● Görev tanımı
Aşağıdaki, nesnelerin internetinin güvenliğini ele alan metni son cümlesinden sonra devam ettirerek yazın.

● Sunulan metin
—————
Nesnelerin interneti ile ne kadar güvendesiniz?

Nesnelerin interneti ile ne kadar güvendesiniz?

Günlük hayatımızda yerini alan ‘Nesnelerin İnterneti (IoT)’ tehditlerle karşı karşıya. Daha güvenli bir IoT ortamı yaratmak için, teknoloji şirketlerinin ve çözüm geliştiricilerin cihazlarını ve çözümlerini mümkün olduğunca güvenilir hale getirerek liderlik rolünü üstlenmeleri gerekiyor.

1000
Nesnelerin interneti ile ne kadar güvendesiniz?

Nesnelerin birbirleriyle veya daha büyük sistemlerle bağlantılı olduğu ‘Nesnelerin İnterneti' iletişim ağı artık hayatımızın içinde. Bu ağ aynı zamanda, elektronik cihazları, yazılımları, çeşitli sensör ve iletişim cihazlarını barındıran, bilgi alışverişinde bulunan “akıllı cihazlar” ya da “birbirine bağlı cihazlar” olarak adlandırılıyor.
—————
● Veri satırları
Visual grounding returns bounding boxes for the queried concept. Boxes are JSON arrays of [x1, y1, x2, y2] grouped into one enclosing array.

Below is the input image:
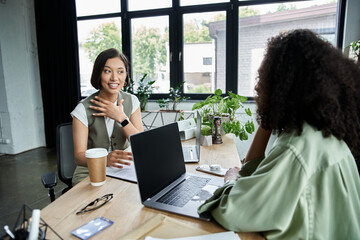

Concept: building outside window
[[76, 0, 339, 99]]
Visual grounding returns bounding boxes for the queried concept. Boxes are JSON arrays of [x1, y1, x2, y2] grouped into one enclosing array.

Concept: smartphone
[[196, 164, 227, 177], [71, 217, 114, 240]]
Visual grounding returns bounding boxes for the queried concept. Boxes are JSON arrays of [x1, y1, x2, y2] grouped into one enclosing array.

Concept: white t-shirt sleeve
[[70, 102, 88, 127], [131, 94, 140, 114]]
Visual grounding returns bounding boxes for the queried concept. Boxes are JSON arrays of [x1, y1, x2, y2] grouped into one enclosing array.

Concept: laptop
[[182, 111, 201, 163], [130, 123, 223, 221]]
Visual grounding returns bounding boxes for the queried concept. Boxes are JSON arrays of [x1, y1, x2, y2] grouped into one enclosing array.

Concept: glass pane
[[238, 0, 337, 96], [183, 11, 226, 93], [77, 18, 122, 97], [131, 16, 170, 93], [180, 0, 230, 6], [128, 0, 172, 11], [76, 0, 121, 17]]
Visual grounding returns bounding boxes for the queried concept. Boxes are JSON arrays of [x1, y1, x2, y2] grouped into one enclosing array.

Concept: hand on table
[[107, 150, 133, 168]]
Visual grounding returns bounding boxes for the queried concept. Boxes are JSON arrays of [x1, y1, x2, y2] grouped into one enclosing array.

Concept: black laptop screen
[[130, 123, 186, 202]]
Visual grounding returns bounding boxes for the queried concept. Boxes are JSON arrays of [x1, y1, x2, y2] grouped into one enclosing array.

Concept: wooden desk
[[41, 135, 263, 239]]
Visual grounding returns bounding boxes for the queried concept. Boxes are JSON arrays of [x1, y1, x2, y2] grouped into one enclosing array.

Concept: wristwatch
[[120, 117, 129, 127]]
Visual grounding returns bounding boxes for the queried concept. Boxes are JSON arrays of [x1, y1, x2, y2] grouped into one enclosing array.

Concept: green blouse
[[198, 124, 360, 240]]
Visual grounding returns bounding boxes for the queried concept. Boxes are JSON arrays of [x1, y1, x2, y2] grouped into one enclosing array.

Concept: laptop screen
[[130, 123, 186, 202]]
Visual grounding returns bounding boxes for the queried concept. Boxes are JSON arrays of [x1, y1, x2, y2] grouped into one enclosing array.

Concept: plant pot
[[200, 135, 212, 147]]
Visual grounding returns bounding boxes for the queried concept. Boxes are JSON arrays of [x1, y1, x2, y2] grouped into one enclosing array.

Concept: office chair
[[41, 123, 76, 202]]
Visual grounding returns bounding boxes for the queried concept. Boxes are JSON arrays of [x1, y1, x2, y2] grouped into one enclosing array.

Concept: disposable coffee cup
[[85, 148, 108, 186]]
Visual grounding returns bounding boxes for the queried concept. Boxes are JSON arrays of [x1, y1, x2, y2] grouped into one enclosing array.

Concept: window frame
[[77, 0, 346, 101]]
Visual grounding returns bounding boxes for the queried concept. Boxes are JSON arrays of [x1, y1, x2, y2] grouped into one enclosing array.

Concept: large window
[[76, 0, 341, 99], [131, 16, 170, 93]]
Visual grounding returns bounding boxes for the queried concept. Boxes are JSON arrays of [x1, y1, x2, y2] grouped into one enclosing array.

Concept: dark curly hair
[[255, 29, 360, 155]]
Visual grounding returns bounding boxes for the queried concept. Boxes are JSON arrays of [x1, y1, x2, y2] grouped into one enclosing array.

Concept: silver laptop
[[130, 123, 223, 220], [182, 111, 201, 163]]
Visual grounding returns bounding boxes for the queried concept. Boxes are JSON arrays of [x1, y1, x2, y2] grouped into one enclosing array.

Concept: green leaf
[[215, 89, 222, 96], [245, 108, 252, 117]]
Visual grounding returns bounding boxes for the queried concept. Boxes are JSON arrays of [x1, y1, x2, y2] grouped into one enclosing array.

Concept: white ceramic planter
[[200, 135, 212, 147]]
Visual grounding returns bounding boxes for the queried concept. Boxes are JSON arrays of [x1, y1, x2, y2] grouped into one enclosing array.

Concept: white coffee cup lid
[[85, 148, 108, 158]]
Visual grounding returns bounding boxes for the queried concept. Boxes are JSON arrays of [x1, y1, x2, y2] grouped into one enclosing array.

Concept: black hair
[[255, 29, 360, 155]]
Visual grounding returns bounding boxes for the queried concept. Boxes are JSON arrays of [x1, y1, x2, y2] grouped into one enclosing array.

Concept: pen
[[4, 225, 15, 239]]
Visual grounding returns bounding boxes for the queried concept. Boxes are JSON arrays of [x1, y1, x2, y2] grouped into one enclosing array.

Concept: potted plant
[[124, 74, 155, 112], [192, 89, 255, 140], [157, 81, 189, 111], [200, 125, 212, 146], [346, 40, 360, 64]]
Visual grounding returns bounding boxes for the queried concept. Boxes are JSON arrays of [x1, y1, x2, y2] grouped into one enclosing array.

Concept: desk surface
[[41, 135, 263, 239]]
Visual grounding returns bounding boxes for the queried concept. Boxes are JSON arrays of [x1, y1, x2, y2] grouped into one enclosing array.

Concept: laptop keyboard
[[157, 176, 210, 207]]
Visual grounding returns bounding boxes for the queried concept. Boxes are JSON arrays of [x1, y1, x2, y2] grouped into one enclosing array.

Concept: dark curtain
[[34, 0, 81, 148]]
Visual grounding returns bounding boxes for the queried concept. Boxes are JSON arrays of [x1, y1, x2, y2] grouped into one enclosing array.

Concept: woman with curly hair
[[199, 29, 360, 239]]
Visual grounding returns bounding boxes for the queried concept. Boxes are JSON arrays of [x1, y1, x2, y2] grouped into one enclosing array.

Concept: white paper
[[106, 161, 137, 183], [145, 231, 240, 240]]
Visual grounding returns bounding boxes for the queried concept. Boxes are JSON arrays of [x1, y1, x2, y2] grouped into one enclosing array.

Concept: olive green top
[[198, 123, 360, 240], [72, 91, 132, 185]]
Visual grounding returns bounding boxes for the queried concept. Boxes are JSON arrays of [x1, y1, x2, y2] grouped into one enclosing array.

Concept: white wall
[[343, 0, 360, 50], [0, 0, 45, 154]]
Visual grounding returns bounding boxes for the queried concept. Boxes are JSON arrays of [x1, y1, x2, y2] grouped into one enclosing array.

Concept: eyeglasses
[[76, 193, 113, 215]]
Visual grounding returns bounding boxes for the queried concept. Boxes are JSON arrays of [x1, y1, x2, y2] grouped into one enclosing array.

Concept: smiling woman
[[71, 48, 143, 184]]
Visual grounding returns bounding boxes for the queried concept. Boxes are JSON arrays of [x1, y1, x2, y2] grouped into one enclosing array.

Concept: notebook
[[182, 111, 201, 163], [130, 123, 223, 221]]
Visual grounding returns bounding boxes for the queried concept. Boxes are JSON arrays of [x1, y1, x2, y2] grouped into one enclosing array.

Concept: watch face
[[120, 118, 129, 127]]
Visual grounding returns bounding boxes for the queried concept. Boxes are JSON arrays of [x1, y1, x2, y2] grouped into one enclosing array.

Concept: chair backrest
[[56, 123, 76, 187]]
—————
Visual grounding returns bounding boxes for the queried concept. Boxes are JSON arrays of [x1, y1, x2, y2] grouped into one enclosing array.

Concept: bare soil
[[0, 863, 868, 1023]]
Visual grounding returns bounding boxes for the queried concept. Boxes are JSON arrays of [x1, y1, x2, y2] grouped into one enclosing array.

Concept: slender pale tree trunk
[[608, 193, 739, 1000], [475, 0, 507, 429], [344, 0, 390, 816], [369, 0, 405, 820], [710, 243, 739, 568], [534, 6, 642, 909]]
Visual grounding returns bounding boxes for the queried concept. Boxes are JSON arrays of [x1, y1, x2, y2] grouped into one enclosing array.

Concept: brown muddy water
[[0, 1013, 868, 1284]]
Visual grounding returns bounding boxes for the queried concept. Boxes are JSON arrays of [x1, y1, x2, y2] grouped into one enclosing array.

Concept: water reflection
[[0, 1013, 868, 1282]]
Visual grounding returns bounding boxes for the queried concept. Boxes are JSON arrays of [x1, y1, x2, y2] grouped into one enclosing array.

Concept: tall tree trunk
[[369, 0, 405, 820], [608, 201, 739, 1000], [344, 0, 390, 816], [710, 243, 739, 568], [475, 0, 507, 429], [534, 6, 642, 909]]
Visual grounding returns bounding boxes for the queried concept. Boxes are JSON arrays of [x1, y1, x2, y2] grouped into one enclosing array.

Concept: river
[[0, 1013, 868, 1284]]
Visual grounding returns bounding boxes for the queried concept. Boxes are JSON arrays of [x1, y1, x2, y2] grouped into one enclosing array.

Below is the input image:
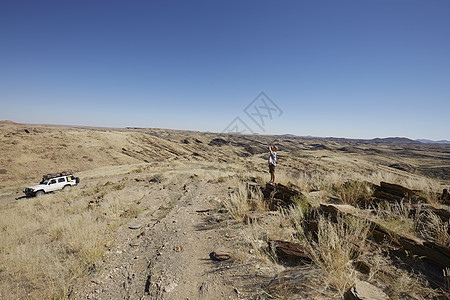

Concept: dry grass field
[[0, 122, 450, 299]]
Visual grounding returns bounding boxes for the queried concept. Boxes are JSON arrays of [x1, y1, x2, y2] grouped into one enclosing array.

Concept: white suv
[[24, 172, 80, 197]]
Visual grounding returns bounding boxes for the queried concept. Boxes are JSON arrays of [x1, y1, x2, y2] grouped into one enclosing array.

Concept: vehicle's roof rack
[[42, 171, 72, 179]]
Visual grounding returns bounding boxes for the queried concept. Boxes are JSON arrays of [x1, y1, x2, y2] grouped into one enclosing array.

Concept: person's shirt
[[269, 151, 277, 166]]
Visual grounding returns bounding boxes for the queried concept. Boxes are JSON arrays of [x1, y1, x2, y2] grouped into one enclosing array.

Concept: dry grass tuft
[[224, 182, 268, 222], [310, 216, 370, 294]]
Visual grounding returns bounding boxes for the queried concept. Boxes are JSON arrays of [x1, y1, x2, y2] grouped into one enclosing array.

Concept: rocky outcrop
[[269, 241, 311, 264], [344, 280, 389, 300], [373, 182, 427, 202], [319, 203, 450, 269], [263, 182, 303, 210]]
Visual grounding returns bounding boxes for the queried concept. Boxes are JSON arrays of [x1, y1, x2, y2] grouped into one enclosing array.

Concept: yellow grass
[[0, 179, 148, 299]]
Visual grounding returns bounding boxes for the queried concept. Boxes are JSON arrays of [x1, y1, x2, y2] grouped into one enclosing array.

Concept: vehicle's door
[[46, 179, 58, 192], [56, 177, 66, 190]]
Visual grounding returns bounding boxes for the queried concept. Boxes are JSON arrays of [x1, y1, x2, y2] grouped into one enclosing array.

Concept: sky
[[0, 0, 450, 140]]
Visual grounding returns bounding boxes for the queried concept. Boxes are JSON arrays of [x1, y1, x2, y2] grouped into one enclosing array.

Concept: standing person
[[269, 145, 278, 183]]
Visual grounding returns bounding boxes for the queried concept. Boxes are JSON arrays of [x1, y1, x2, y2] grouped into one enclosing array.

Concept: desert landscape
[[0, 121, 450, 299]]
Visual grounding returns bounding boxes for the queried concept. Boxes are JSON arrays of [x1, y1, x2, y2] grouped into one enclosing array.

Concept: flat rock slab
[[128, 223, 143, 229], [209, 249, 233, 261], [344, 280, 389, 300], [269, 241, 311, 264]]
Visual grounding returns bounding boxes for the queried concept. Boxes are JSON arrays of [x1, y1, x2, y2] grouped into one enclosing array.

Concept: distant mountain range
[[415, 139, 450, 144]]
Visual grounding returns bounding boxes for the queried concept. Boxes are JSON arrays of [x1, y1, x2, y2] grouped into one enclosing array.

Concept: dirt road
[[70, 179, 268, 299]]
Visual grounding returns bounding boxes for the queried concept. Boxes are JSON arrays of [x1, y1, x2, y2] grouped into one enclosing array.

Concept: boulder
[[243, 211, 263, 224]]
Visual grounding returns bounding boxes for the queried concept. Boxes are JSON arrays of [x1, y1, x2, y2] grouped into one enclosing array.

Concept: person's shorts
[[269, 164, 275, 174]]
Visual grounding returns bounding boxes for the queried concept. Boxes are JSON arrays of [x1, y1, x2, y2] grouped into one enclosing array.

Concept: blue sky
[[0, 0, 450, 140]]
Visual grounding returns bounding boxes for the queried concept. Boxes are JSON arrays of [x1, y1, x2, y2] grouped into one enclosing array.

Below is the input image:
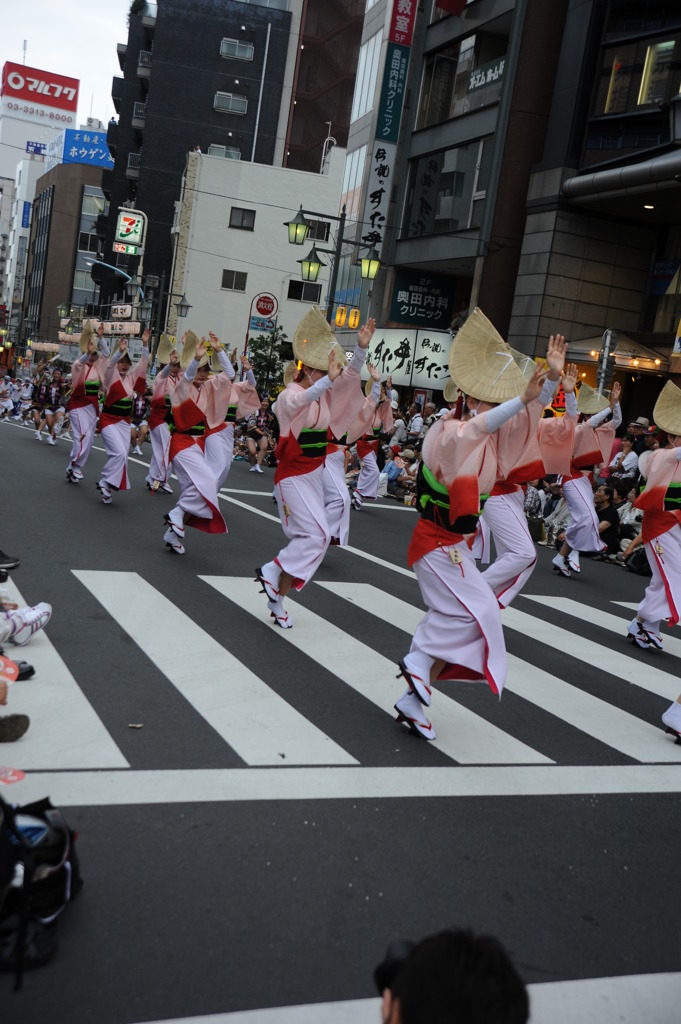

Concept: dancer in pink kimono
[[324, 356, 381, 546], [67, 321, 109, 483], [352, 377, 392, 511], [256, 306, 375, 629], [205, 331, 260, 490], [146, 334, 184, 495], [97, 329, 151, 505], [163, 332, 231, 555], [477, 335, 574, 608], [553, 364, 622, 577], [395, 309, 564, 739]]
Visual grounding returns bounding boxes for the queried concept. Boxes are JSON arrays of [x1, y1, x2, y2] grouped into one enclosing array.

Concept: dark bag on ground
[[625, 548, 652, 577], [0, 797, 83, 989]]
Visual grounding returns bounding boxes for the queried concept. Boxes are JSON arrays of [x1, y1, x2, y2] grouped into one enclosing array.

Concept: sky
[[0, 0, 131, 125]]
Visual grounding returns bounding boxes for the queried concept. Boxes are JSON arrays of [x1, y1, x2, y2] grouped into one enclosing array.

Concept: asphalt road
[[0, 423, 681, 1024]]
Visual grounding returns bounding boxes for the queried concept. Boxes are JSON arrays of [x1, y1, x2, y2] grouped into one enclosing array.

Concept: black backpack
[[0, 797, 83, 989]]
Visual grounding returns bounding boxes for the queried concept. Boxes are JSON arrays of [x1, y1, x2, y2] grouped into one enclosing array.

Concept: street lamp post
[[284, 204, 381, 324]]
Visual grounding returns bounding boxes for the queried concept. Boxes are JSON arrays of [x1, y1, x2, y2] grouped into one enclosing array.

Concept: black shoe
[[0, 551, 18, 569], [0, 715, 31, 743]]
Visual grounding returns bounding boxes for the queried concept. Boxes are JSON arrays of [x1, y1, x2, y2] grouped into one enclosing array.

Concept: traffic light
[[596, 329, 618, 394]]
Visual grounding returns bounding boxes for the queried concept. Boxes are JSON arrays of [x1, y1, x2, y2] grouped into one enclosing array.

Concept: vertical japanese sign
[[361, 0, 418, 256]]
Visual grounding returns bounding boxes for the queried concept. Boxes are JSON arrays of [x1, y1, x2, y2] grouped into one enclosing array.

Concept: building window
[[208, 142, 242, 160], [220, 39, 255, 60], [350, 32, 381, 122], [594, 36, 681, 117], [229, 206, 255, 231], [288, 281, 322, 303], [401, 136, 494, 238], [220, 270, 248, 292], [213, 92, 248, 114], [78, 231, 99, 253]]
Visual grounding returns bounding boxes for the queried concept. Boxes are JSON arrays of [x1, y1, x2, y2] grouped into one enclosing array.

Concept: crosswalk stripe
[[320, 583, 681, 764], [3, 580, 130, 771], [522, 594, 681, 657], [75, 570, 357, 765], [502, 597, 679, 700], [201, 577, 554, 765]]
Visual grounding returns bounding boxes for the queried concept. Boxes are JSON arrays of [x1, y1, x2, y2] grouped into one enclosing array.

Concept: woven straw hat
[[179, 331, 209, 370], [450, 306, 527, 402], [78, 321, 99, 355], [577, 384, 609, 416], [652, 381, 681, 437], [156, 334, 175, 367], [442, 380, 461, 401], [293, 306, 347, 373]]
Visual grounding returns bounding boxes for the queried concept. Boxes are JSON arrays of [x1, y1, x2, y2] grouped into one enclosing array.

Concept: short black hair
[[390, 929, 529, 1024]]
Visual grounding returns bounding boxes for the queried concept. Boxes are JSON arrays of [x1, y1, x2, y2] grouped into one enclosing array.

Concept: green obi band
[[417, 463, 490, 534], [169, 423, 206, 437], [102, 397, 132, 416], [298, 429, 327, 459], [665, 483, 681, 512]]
—————
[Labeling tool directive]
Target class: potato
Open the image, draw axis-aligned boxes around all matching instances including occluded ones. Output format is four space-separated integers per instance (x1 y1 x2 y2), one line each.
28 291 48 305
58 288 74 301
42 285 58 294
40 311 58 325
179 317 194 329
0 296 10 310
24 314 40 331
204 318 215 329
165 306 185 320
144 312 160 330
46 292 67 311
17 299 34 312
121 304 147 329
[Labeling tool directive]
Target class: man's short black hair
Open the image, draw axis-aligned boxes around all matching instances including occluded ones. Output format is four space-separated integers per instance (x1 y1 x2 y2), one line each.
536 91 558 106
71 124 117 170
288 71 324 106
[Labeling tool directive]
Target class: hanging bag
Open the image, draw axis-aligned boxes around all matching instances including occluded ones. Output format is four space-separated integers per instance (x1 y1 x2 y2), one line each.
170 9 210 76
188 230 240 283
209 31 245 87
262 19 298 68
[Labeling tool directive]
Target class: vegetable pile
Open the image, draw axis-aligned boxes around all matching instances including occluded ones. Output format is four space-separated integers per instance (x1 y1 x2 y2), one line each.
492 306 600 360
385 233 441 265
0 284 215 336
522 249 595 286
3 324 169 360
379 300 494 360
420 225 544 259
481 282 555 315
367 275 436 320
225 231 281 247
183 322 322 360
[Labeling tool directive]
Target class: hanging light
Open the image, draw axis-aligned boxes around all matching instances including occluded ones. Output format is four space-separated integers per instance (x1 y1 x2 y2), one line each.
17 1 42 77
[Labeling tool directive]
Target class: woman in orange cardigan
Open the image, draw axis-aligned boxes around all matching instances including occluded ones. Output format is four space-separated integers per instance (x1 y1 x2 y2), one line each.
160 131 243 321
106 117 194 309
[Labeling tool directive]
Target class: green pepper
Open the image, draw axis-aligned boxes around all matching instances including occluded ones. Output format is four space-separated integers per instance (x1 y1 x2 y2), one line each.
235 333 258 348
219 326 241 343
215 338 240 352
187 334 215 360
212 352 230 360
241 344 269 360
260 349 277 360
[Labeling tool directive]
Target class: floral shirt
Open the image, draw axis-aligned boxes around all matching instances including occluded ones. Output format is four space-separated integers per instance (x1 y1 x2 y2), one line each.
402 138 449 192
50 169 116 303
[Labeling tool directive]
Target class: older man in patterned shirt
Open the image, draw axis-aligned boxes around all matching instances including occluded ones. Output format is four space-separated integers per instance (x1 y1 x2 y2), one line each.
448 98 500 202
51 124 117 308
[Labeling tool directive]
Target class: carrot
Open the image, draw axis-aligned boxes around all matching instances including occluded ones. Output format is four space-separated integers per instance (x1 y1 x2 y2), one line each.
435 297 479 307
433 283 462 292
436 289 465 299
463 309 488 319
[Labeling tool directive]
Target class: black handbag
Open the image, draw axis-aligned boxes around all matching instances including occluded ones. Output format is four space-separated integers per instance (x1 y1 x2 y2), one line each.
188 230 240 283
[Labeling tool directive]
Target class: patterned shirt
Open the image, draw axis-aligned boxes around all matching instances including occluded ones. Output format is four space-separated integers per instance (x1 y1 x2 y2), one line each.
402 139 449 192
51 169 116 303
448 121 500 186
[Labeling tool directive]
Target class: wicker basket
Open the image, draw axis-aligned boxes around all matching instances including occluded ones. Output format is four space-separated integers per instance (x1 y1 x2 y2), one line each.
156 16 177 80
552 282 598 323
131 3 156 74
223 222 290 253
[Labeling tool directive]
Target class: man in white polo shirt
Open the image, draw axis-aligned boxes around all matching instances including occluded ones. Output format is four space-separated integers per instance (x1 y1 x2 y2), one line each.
—————
● Beklenen yanıt
Farkında olmasak da gün içinde sıkça kullandığımız ve yakın gelecekte hayatımızdaki rolünü büyütmesi beklenen bu kavram yaşamı kolaylaştırıyor. Gelişen teknoloji ile birlikte, hemen herkes ‘Nesnelerin İnterneti’nin bireyler, işletmeler, tüketiciler ve teknoloji şirketleri için fırsat olduğunu kabul ediyor. IDC Research’e göre IoT ünitelerinin kurulu tabanının, yılda yüzde 17,5 artış göstermesi bekleniyor. Önümüzdeki beş yıl için, pazarın genişleyerek 7,1 trilyon dolarlık bir hacme ulaşacağı tahmin ediliyor.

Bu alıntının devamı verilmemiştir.